**WORK TO BE COMPLETED:** Repeat exactly the lines from the line containing "of the fingertip" through the last line of the records below, inclusive, and nothing else.

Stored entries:
━━━

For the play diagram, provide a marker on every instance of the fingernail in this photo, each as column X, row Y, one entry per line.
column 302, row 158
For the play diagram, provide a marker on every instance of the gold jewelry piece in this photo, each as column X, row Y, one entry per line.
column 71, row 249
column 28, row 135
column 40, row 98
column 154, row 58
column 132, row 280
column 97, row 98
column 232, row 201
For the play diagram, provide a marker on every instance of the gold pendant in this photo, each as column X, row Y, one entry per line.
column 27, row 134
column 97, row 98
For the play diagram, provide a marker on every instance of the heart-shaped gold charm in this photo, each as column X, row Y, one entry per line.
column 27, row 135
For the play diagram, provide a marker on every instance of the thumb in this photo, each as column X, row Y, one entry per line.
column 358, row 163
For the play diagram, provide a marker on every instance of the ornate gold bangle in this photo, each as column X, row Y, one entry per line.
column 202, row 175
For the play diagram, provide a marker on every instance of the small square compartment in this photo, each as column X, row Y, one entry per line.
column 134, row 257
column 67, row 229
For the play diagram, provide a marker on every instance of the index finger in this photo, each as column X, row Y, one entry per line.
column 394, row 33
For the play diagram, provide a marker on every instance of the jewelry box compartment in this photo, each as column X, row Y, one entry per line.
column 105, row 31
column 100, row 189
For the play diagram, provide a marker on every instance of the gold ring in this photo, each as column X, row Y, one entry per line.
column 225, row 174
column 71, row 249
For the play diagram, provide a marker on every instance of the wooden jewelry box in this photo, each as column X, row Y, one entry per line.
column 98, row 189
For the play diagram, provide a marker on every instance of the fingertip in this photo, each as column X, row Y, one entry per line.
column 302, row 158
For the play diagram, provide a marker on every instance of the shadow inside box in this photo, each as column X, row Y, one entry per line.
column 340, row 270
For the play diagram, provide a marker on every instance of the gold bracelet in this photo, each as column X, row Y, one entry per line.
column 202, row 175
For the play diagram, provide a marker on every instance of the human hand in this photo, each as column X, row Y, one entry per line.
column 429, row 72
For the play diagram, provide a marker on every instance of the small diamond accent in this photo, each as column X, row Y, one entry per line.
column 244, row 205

━━━

**COMPLETED TASK:**
For the play diagram, provide a marker on every instance of the fingertip in this photo, each as column X, row Y, one entry per line.
column 302, row 158
For the play diagram, provide a marker on every instance of the shadow inside box in this photo, each as column X, row Y, one entry per line.
column 340, row 270
For the play diagram, provide a marker on every instance of the gold bracelet in this photo, each as column X, row Y, one entry per line.
column 202, row 175
For the play diagram, provide a marker on every instance of the human hand in this photo, each as column X, row Y, one entry per line.
column 429, row 72
For the play diagram, provide a marker on every instance of the small diamond accent in this photo, each as column X, row Y, one entry per line.
column 244, row 205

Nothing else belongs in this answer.